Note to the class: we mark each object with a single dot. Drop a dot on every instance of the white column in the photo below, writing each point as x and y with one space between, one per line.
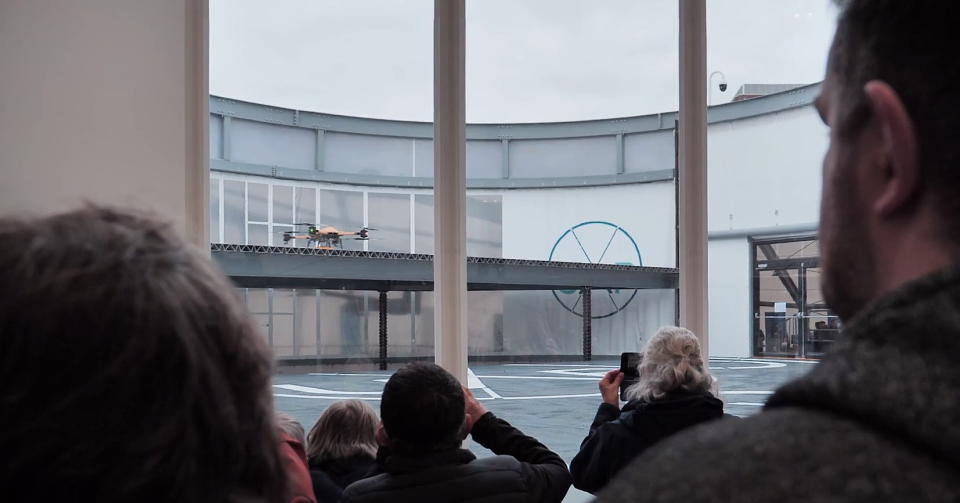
105 101
693 169
450 196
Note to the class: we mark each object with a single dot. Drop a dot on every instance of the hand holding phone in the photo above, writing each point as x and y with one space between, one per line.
628 367
610 387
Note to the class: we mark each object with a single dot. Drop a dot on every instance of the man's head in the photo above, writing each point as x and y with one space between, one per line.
128 369
891 203
422 409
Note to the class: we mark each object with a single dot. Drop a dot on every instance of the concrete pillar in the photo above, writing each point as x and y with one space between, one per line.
693 169
105 101
450 220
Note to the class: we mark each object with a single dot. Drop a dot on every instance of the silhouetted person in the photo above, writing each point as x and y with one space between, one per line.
877 419
425 415
294 458
342 447
128 369
671 394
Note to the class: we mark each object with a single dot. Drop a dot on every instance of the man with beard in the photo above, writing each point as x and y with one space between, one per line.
877 419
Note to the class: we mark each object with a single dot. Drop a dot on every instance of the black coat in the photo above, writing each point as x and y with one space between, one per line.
524 470
618 436
876 420
330 477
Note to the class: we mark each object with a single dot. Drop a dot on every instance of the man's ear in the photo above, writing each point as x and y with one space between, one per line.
898 147
382 437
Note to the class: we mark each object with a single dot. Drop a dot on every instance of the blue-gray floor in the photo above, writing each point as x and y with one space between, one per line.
554 402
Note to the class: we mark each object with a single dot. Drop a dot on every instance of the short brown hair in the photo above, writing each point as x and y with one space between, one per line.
910 45
346 429
128 369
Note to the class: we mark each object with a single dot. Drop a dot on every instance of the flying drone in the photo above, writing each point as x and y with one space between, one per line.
326 237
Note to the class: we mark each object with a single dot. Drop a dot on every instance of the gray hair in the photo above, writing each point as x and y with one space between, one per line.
291 427
671 362
347 428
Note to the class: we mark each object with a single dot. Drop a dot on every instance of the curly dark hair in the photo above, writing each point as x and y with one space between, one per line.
129 371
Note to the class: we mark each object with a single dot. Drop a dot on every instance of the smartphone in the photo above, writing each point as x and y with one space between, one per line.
628 365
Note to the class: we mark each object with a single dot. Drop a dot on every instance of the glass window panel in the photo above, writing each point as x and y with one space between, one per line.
282 301
423 223
282 334
257 234
214 210
389 214
277 236
262 322
306 206
343 324
306 322
257 201
485 226
234 224
344 210
282 204
258 300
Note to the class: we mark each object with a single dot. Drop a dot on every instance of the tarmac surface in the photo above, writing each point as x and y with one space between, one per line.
553 402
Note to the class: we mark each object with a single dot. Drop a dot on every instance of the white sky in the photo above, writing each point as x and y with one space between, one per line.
527 60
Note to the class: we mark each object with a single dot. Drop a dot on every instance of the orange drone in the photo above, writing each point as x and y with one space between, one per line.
327 237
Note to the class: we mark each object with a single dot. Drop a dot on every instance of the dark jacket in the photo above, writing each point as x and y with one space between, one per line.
330 477
524 470
618 436
877 420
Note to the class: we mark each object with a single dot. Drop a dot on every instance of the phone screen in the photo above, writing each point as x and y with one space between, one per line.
628 365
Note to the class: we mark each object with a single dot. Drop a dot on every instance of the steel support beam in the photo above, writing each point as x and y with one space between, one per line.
587 323
450 187
693 169
383 330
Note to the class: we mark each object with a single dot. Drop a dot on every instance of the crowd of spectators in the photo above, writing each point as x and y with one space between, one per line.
130 372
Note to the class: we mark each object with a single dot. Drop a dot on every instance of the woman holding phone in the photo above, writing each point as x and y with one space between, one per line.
671 393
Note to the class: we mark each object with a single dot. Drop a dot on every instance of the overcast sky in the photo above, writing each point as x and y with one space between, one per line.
527 60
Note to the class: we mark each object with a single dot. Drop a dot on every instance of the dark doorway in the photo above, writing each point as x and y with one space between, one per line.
790 317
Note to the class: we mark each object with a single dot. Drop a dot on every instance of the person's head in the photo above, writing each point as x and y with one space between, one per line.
129 371
890 210
671 363
291 427
346 429
422 409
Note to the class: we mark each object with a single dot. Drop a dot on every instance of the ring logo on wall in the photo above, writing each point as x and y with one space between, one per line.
596 242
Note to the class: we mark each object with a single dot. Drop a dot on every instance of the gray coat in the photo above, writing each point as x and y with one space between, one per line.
878 420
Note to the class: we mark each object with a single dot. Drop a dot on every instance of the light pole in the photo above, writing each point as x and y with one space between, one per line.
723 85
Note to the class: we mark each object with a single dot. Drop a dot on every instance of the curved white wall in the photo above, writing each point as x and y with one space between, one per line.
764 173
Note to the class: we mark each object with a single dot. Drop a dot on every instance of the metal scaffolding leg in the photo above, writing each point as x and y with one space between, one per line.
587 325
383 330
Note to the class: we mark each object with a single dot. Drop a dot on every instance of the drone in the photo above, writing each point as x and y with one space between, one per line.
326 237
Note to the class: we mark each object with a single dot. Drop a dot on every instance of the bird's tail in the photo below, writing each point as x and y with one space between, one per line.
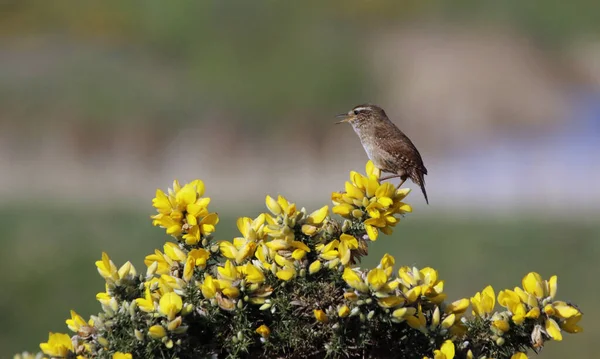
419 179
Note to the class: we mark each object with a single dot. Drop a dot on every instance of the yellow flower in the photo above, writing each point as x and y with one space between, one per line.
106 268
58 345
170 305
321 316
458 306
346 245
329 251
446 351
373 203
281 206
343 311
570 325
535 301
387 263
264 331
254 274
314 267
418 322
401 314
209 287
204 228
483 303
318 216
157 332
76 322
228 271
354 280
287 273
146 304
184 211
424 282
376 278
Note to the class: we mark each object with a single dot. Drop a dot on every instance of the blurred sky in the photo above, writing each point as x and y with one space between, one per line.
108 101
103 102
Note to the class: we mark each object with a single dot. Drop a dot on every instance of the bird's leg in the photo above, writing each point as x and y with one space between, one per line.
401 183
388 177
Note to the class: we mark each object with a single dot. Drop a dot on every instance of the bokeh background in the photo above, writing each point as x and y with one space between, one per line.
103 102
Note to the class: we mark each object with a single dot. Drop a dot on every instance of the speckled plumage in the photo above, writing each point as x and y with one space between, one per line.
388 148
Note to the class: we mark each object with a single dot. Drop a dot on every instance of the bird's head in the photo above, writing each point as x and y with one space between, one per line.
362 115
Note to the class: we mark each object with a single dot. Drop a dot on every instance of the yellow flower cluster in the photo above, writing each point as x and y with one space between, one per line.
370 202
533 305
536 301
416 297
183 212
412 295
195 277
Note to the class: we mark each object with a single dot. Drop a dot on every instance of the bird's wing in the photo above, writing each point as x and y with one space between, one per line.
398 150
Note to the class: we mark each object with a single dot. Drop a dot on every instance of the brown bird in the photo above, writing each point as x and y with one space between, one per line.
387 147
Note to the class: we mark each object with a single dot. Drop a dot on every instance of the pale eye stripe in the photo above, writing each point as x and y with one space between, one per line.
359 109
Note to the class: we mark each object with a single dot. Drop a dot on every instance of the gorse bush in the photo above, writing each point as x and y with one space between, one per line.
288 287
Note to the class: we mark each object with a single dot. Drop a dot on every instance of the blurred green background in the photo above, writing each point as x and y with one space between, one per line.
103 102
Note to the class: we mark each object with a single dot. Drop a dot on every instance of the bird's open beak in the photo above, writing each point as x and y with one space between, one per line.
344 116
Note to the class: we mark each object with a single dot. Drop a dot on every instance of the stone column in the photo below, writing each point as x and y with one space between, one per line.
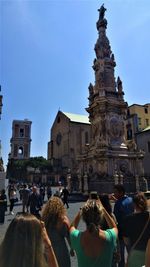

• **What you will do**: Without altering anything, output all the lines above but none of the images.

• **Worked solution**:
Note to the class: we mark each object with a single dot. Drop a dot on every instance of the white column in the photo below, writing each point as x and y with one space between, one per line.
105 101
693 169
450 196
Note to the class: we mark each object with a single dot. Drop a dot on every instance of the hand holding phone in the photo above, writing each point as x and y with one space between, one per line.
628 367
610 387
Note to the class: we mark each object with a single dot. Drop a dot on every instance of the man's head in the photo above, writing each point as x and y with one space between, one per line.
128 369
891 203
422 409
Note to the class: we mark each object with a single dot. Drop a dot on every instance of the concrete pillar in the photo above, writing each point as x and y with one space between, one per line.
693 169
105 101
450 220
Note to the class: we mark each object with a single dot. Drop a dot on every instance of the silhouetted person in the photo above, writing each point as x and y with one space between, one per line.
877 419
425 415
294 458
342 447
128 369
671 394
Note to the class: we mark each object with a single dot. Drop a dot on every instance of the man with beard in the photo above, writing each point as x and y with one space between, one per line.
877 419
Note to the class: we mark each object with a single dot. Drop a dot on every instance of the black coat in the photo above, writing each point as x and y with one space between, one per line.
524 470
618 436
876 420
330 477
Note to the class: we mark each object with a single dot. Drop a dot on every instance of the man's ear in the photo above, writing each point as x and y with one space between, one per line.
898 147
382 437
Note to the class: we mark each object with a single dot. Drop a dot on every instance of the blue-gray floor in the photo above, writing each point as x and y with one space between, one per line.
554 402
Note to the class: we mark each object with a single dot. Drop a dot on every instance of the short brown hair in the photo above, writing each point as x and y with one space between, one per line.
910 45
346 429
128 369
Note to the class: we mark each object with a single dot. Drop a dot on every instance of the flying drone in the photo above, writing each point as x and y with one space between, one per line.
326 237
Note to the class: we mark each object with a single dot. Drop a dot on every instance of the gray hair in the photo above, writing each point as x and y with one space between, one per line.
291 427
671 362
347 428
Note to the class: we mark each object with a single dot. Drop a dot on every instance of the curly dark hair in the photo above, writing each point as x and y with one space between, one per line.
129 371
Note to the class: we mark each object with a single dot. Drop a dot on every instance of the smartphone in the photo above, writing each point as x and y with one space between, one per line.
628 365
Note to the class: we mark each object with a single dot. Drop a dot on every instance of the glass window panel in the photo above, writing each point as x and y with one space between, one per line.
282 301
423 223
282 334
257 234
214 210
389 214
277 236
262 322
306 206
343 324
306 322
257 201
485 226
234 224
344 210
282 204
258 300
Note to the class: we mark each object with a single dot. Drop a dot on every instance of the tarmac surface in the photo above, writing each point as x and y with one space between, one per line.
553 402
Note to the class: we mark each object with a single dot. Drop a dot on every instance of the white sky in the photo above, writing each point as x and y with one space between, one per line.
527 60
Note to the class: we mark each object with a single dot. Drop a dot on every instance of the orange drone in the photo above, writing each point as x and y with one space between, one per line.
327 237
Note to the class: we mark each object with a single dot. Drop a dot on every instance of the dark jacket in the photo above, writing each point as x and y with one space between, one per line.
330 477
524 470
618 436
877 420
Note to the class: we mark each object with a single dot. Drop a dot on every instance of the phone screen in the photo above, writing each point as x and y with one space between, one per line.
628 365
Note to the class: we mark each object with a single dot. Drop a dot on every instance of the steel support beam in the photo above, writing each point as x and y with one space between, one per line.
587 323
450 187
693 169
383 330
Note to the class: we mark each object with a single dot. Drop a dot on every instance of the crowd of spectators in the photo above, writing each point as x and y with one space between, one per line.
130 372
Note to the class: we mark each object with a single dot. Drop a dot on every instance of the woman holding phone in the photo above, writing each point as x and y with one space between, one per line.
671 393
Note to the class: we mark each object with a single dot. Drop a dot on every instance of the overcast sky in the photo above, writing each point as x and y with one space between, one per line.
527 60
Note to the class: we mark each object with a single dot. Drop a dot on every instance of the dark doorway in the photo above, writing each point as x and y with one space between, one per line.
790 317
Note to the class: we mark each object with a single dot. Drop a dot on every instance of the person's head in the photo above, writing each point as x and y with one space between, one per line.
129 371
890 210
671 363
291 427
346 429
422 409
Note to the class: we mark each object with a single dot. Drop a dot on every instance of the ring logo on wall in the photo above, writing each point as x and y with one space between, one per line.
596 242
Note to the class: we mark each object with a single dot. Drop a dot on every instance of the gray coat in the photo above, writing each point as x and y with one space between, one per line.
878 420
Note to the class: we mark each object with a single dot. Drop a dot on every instance of the light pole in the photo above, writing each point as x and y with one space between, one per line.
723 85
Note to the class: we mark each object with a single dot. Drop a dot on every instance of the curved white wall in the photo above, writing each point as x and y with one space between, one per line.
764 173
Note to the class: we mark each object with a single dot. Drop a dot on every instance of the metal scaffolding leg in the photo above, writing each point as x and y with one space between, one per line.
587 325
383 330
Note to the class: we mark each object with a single dot. Drop a dot on every instance of the drone in the photo above, writing each point as x and y with one space between, one per line.
326 237
Note to the class: we mark each object with a single dot. Drop a dot on every instance of the bird's tail in the photo below, writing each point as x and y with one space between, one per line.
419 179
Note to the class: we mark each object with a single dot. Drop a dot on every instance of the yellow flower in the photo above, writing each point as x and y with one space between, one per line.
106 268
58 345
170 305
321 316
458 306
346 245
329 251
446 351
373 203
281 206
343 311
570 325
535 301
387 263
264 331
254 274
314 267
418 322
401 314
209 287
204 228
483 303
318 216
157 332
76 322
228 271
354 280
287 273
146 304
184 211
424 282
376 278
Note to the class: we mark each object with a single dot. Drop a dot on every instance of the blurred sky in the photo above, writing each point as x and y with one space between, one per line.
108 101
103 102
Note to the class: we mark each object with a single dot. Drop a dot on every instance of the bird's leg in the photo above, writing each point as x and y with one space between, one per line.
401 183
388 177
Note to the class: we mark each object with a single dot. Drop a dot on every instance of the bokeh background in the photo above, writing each point as x and y with one space between, one per line.
103 102
Note to the class: we mark each object with a single dot. Drop a dot on every instance of the speckled plumage in the photo above, writing each point as x and y with one space between, one per line.
388 148
Note to the class: we mark each object with a single dot. Drop a dot on every instance of the bird's head in the photo above, writing each point as x and y with one space between, one per line.
362 115
Note to the class: we mark each object with a single dot. Drop a dot on every instance of the yellow flower cluster in the photo above, writing each point as x and y with one space between, one per line.
370 202
533 305
536 301
416 297
183 212
412 295
195 277
Note to the class: we mark each object with a single dot. Drop a dot on every instance of the bird's wing in the photo above, writing each point as x and y with one space between, one per line.
398 150
Note to the class: we mark each object with a single dot. Drop a dot on every instance of the brown bird in the photo above, writing each point as x and y with one space between, one per line.
387 147
Note to the class: we mark each object with a single dot. Drop a dot on every instance of the pale eye stripe in the photo above, writing each point as x and y with one space between, one per line.
359 109
Note to the class: we mark each object with a single dot. Drop a dot on every instance of the gorse bush in the photo above, writing each point as x and y with one space between, one per line.
288 287
Note to the class: we mark each object with a single dot. Drop a dot on every instance of the blurred green background in the photo above, writing each point as x and y with one space between, one per line.
103 102
Note to the class: we mark each object with a single dot. Drop a dot on every instance of the bird's open beak in the photo above, writing each point as x and y with one space between, one per line.
344 116
Note to the class: we mark each object with a single dot. Drop a dot on every instance of the stone column in the photo below, writing each point as x and y with one space between, one per line.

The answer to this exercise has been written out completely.